* Records provided

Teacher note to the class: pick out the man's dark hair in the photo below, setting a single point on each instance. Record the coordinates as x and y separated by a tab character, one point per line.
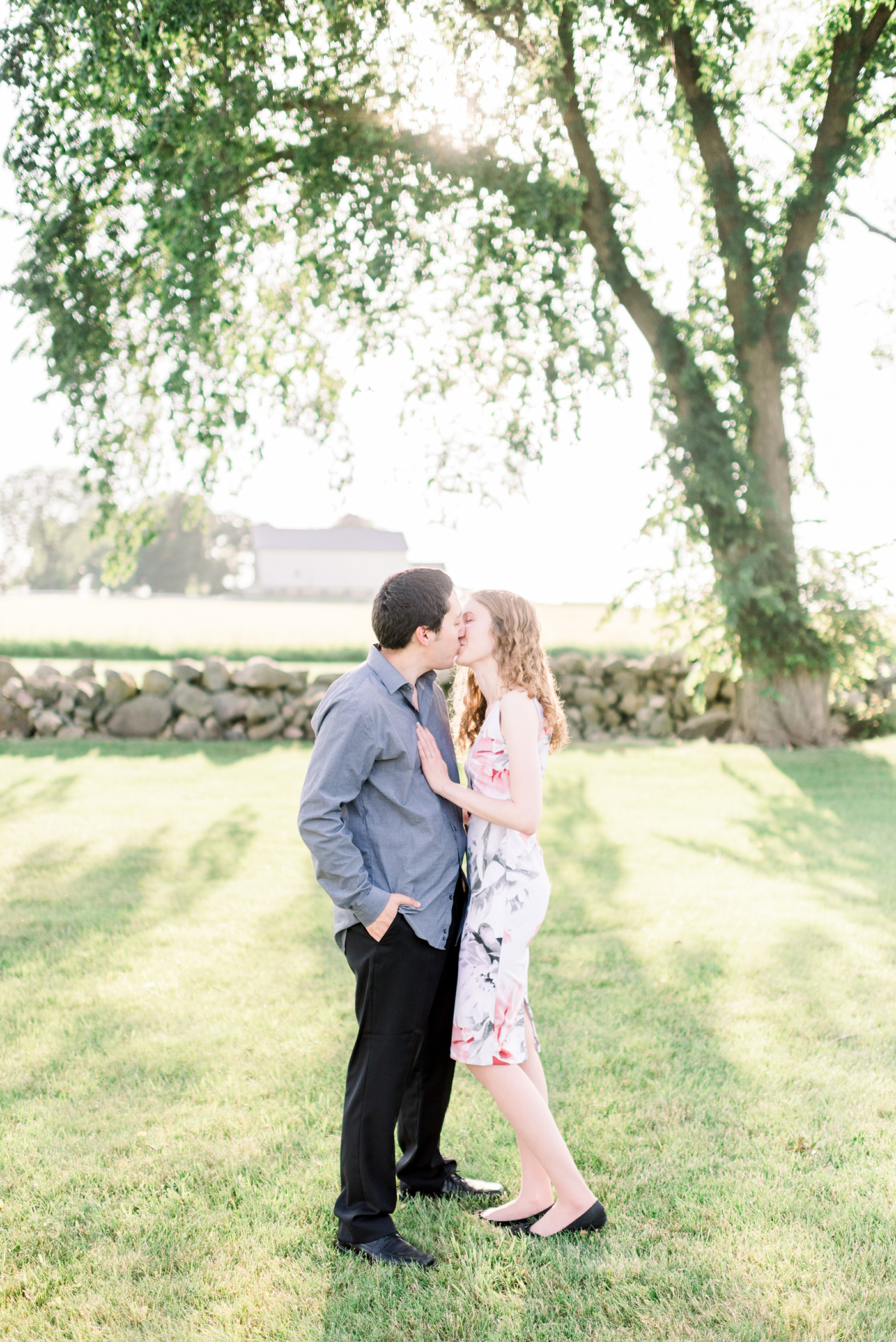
405	601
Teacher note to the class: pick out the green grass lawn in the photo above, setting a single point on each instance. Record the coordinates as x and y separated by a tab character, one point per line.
714	988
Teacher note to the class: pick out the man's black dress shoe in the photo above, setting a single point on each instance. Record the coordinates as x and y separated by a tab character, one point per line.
455	1187
591	1220
390	1250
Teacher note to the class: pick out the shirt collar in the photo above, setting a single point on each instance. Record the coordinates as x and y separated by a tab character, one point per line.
390	677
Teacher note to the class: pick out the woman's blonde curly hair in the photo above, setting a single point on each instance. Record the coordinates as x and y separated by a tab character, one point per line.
522	665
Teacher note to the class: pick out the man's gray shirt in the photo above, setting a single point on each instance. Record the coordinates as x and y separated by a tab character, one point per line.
368	815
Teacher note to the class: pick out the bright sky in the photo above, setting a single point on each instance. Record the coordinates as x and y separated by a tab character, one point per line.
572	533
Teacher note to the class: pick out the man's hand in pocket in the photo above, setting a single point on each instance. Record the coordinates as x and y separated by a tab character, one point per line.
384	922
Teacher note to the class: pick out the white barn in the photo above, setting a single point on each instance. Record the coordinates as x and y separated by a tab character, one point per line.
349	560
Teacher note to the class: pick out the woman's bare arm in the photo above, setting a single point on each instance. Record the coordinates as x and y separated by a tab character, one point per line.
520	723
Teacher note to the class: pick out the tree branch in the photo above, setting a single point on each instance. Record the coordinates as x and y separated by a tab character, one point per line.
723	180
849	56
879	121
872	229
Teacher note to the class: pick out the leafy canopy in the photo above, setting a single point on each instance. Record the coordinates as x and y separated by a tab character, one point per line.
213	192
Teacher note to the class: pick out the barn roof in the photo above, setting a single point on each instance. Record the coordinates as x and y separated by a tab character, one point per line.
333	539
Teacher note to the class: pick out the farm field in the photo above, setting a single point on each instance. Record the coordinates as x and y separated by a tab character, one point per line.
220	624
715	991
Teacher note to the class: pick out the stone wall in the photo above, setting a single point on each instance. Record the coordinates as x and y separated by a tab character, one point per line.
262	700
611	698
210	701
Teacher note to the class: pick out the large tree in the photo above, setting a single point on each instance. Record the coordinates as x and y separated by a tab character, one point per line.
212	189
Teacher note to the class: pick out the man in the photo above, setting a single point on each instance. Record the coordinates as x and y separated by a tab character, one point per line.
389	851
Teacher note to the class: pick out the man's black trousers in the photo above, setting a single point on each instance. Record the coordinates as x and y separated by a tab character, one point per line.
400	1071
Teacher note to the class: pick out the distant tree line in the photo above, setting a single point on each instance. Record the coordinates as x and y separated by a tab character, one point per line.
49	540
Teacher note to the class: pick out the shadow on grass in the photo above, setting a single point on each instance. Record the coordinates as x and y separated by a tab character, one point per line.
107	748
57	902
836	833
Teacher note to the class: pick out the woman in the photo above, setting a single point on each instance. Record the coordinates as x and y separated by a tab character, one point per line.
509	713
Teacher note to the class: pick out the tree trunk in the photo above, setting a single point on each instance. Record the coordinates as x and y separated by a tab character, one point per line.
769	445
784	712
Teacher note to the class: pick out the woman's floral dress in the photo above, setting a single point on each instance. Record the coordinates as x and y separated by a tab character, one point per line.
509	893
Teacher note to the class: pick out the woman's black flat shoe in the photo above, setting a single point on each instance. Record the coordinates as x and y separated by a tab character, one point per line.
521	1220
591	1220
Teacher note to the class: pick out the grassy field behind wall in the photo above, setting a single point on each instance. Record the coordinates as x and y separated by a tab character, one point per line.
715	989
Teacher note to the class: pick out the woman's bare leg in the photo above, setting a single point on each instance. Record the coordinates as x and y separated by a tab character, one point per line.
536	1191
526	1110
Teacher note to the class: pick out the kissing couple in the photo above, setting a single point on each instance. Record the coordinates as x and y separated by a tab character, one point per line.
440	977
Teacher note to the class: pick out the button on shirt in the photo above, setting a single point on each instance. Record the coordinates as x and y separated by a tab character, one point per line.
372	822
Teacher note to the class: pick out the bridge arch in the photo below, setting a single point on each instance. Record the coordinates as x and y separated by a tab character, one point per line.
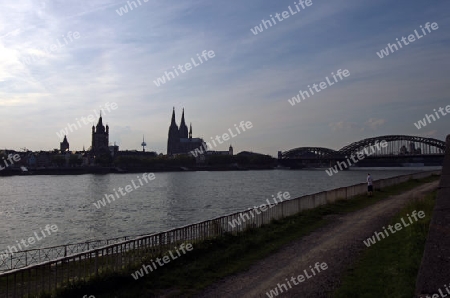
397	145
308	152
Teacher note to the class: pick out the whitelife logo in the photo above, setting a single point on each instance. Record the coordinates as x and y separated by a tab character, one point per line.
301	278
411	38
323	85
422	123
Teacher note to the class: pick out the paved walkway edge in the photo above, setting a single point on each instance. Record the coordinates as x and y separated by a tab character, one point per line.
434	272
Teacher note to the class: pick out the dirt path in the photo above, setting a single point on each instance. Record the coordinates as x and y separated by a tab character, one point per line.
337	244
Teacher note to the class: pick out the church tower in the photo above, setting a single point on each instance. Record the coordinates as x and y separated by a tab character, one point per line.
100	137
174	136
64	145
183	127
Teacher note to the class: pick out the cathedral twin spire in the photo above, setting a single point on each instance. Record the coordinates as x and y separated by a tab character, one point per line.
182	130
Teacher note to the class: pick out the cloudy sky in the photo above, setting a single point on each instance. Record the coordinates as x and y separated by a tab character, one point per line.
49	78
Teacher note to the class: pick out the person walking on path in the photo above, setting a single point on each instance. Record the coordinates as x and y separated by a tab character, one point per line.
369	185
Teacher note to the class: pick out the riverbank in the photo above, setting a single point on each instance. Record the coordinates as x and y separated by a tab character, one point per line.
213	260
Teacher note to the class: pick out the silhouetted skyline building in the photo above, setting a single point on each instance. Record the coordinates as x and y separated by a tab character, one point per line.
64	145
100	138
180	141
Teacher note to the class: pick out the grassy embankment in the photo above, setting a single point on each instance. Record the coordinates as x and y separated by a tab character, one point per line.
389	268
212	260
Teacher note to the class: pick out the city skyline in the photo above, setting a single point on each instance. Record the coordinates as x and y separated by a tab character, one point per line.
63	62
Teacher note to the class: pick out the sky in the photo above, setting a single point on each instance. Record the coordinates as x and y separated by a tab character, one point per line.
63	60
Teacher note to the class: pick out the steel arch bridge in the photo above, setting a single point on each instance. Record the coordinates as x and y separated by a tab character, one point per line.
396	145
309	153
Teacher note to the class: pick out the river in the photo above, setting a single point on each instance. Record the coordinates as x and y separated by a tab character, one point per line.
174	199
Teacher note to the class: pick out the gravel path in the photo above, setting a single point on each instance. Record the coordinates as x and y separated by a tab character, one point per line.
337	244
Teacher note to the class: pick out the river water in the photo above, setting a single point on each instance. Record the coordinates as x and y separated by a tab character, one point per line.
29	203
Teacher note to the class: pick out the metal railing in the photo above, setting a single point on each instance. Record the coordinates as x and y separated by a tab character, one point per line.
29	257
129	254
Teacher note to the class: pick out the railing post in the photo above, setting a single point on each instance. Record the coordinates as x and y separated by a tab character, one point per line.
96	263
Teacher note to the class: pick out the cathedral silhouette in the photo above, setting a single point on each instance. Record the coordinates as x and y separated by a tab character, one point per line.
180	141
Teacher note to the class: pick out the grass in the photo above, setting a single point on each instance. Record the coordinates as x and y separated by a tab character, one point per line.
389	267
217	258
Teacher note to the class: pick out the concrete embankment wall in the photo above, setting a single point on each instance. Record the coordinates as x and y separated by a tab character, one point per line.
252	218
434	273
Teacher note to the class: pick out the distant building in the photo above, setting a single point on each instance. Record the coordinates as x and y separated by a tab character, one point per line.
64	145
100	138
229	152
180	141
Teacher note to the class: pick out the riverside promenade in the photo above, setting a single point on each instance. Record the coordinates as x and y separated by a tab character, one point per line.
433	280
27	275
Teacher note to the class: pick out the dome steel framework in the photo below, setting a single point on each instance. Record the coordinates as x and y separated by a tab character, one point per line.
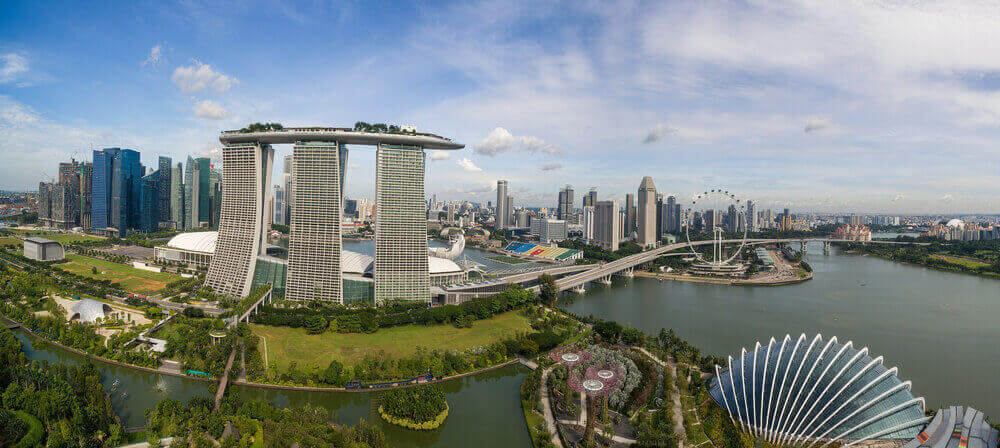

* Your assignment
Set down the data above exactly as written. Omit the pictures.

* Your solution
Teacher note to the class: pick out the man's dark hair in the photo below, setting a single point on each instance. Record the coordinates as x and y separated by a tab character, one point per line.
405	601
Teacher note to the class: pick out the green grass lawn in the photo above, setting a single point on each instance. Record the coordinates as x and y separated by a tab character, one point per line.
714	988
Teacher note to the class: pick out the man's black dress shoe in the photo above, setting a single point on each instance. Record the coordinates as x and y separated by a tab character, one point per line.
455	1187
591	1220
390	1250
Teacher note to the class: pick out the shirt collar in the photo above, setting a single point on each instance. Record the coordinates as x and y separated by a tab character, one point per line.
390	677
Teacher note to the class: pick out the woman's blonde curly hair in the photo above, setting a single point on each instance. Record the coordinates as x and y separated by a tab character, one point per line.
522	665
Teacher note to the class: pick out the man's gray shirt in the photo above, setting a single point on each instance. Record the coordinates as x and y separated by a tab character, one point per line.
368	815
Teacher note to the class: pick out the bright sky in the photo above, setting a single point on each instance. Record the coordinates as x and y separated by a tab character, one point per line.
572	533
Teacher note to the class: pick out the man's hand in pocket in the photo above, setting a single point on each instance. Record the coordinates as x and y separated by a tab character, one point per line.
384	922
Teacher note to the class: pick out the white barn in the photo above, setting a single point on each instance. Record the coordinates as x and y separated by a tab character, one point per line.
349	560
Teacher note to the class: pick out the woman's bare arm in the photo above, setting a single point on each instance. Record the coordinates as x and y separated by a tab character, one point per line.
520	723
Teacher note to the class: pick out the tree branch in the photo above, setting a single point on each instance. Record the coordinates as x and y separated by a tab character, one point per line.
723	180
849	56
879	121
872	229
Teacher note to the class: pick out the leafy canopy in the photo above, setting a single point on each instance. Record the coordinates as x and y separated by a tab character, one point per line.
213	192
Teacher note to the class: pick out the barn roof in the photo above, setting a single point on each instance. Record the coordinates as x and y separated by a tab character, one point per line.
333	539
Teacher note to the class: pick out the farm field in the photo above, setting a single point on each instance. Record the coordinates as x and y separated by a tab character, one point per line.
220	624
715	991
Teacher note to the class: pick out the stone wall in the photo above, setting a single point on each instance. Record the coordinates as x and y separated by a tab character, one point per line.
262	700
611	698
210	701
Teacher note to the class: pick out the large tree in the photo above, setting a single point on each instance. Record the coordinates as x and y separated by a tab character, one point per line.
212	189
Teacher note to the class: pick out the man in the photo above, setting a single point on each instance. Record the coordinates as x and y separated by a tab character, one point per line.
389	851
Teacher note to the class: pick out the man's black trousers in the photo above, setting a single point on each instance. Record the coordinates as x and y separated by a tab character, one point per line.
400	1071
Teacher note to the class: pick out the distant tree line in the photo above, setting a single point on each instance. Record the coordinates as x and y separated by a tab character, one point per line.
49	540
Teacher note to the class: pick out the shadow on grass in the photo above, setting a single point on each instance. Record the coordinates as x and y separated by a tab character, one point per line.
107	748
57	902
836	833
Teacher note to the class: pick out the woman in the photo above, setting a single point on each instance. Record the coordinates as x and y separated by a tab character, one point per line.
509	713
Teacher note to the class: pick out the tree trunk in the photo above, setting a single point on each instance. Record the coordinates as x and y separated by a tab character, one point per line.
769	445
784	712
Teacher note to the class: pick out the woman's floral dress in the photo above, setting a single point on each instance. Record the coordinates as x and y separated by a tab character, one point per line.
509	893
Teacher note to the class: pick out the woman's black flat shoe in the photo above, setting a single point on each instance. Record the coordinates as x and y separated by a tab character, one point per line.
521	1220
591	1220
Teacher note to the class: pick out the grassy field behind wall in the photo above, setting a single point on each instance. Record the coordinates as x and y separated by a tab character, one point per line.
715	989
Teacher note to the class: pick out the woman's bare leg in the photo above, setting a single point on each instance. Record the coordinates as x and y separated by a tab character, one point per line.
536	1191
526	1110
Teacher note to the class: pick out the kissing couple in the photo above, setting a single point on each instance. Record the coordinates as x and y separated by a tab character, one point per line.
440	977
Teacher note to the class: pick out the button on shirt in the photo above, setting a single point on each instance. Record the coordinates as x and y separated by a tab character, one point per line.
372	822
Teacher note to the class: pick out the bridge arch in the photo below, setting a single point on each instance. Record the coordinates as x and y separated by a tab character, one point per line.
397	145
308	152
Teacher note to the class: pick out the whitelife logo in the photo above, setting a single point on each instance. Record the coordinates as x and y separated by a tab character, one point per line.
301	278
411	38
323	85
422	123
Teacher note to the class: pick out the paved walkway edge in the photo above, setting a single point on each instance. Record the coordinates as x and y separated by a tab character, one point per line.
434	272
Teacher note to the class: pick out the dirt path in the photo above, setting a single point on each instance. Record the coordinates as x and y separated by a tab character, one point per line.
337	244
Teacher note to the class: pick out the church tower in the photo above, setting a single point on each instance. Record the coordinates as x and y separated by a tab character, one point per line.
100	137
174	136
64	145
183	127
Teacher note to the class: pick out the cathedral twin spire in the photo above, setting a single point on each instance. Record the coordinates as x and y separated by a tab character, one point per line.
182	130
Teacher note to the class: pick out the cloudy sky in the photo above, setting a single point on each instance. Record the coordinates as x and y separated by a tab character, one point per line.
49	78
Teacher note to the class: pick out the person walking on path in the photo above, setting a single point on each instance. Record the coordinates as x and y separated by a tab character, one point per line.
369	185
Teacher note to the class: pick out the riverbank in the photo above, setting a single point on each instance. Record the coordinates as x and y separated by a tab character, one point per line.
213	260
Teacher note to the class: pick out the silhouetted skyline building in the photo above, setting a single point on each instance. Record the coordinates as x and y separated by a tab character, one point per line.
64	145
100	138
180	141
Teacher note to the class: pick out the grassy embankment in the photo above, setting a single point on each instance. Record the coordinates as x and y separated by a tab character, one point per line.
389	268
212	260
Teacher note to the class: pick out the city skyline in the photo above, setting a single point on each instance. Record the coordinates as x and y separated by a tab character, one point per line.
63	62
Teacher note to the class: pick out the sky in the photo above, setting a single point on each instance. Record the coordinates as x and y separated by a tab character, one point per line.
63	60
Teacher note to the class: pick out the steel arch bridge in the photo above, setting a single point on each instance. Record the coordinates as x and y separated by a tab character, one point per line.
396	145
309	153
Teacher note to the class: pick out the river in the photo above, setting a single point on each instance. Record the coordinates as x and y separated by a tab character, one point per line.
174	199
Teacher note to the class: pick out the gravel path in the photo above, setting a single point on each instance. Record the coordinates as x and y separated by a tab character, one point per line.
337	244
Teacher note to the class: pick out the river water in the photo above, setting a single point on each instance. Record the coordinates as x and y separated by a tab character, one point per line.
29	203
Teacher note to the class: pick out the metal railing in the photo above, setting a single point on each instance. Record the coordinates as x and y separated by a tab character, one point per line.
29	257
129	254
Teacher note to the class: pick out the railing post in the photo above, setting a single point on each instance. Record the coordinates as x and y separated by a tab character, one point per line.
96	263
Teacher note to the class: pick out the cathedral silhouette in the photo above, setting a single point on each instance. Record the coordinates as x and y separated by a tab character, one point per line.
180	141
Teacher note to the class: pick out the grass in the photo above, setting a single point on each instance. Record the coordinates as x and y separated by a tab character, one point per line.
389	267
217	258
Teacher note to the class: pick out the concrete embankment wall in the photo above, setting a single point on each instance. Record the coordinates as x and y separated by a tab character, one point per line.
252	218
434	273
Teacher note to the class: pick out the distant building in the photo above, setting a single point on each instance. Record the coordinates as x and y separated by a tab character, one point per line.
64	145
100	138
229	152
180	141
Teacher note to the class: pick out the riverside promenade in the photo above, setting a single point on each instance. Record the coordinates as x and y separated by a tab character, one point per line.
433	280
27	275
Teacher note to the class: pick out the dome steel framework in the photo below, setting a single point on each instance. Record the coordinates as x and y separated by a tab character, one point per line.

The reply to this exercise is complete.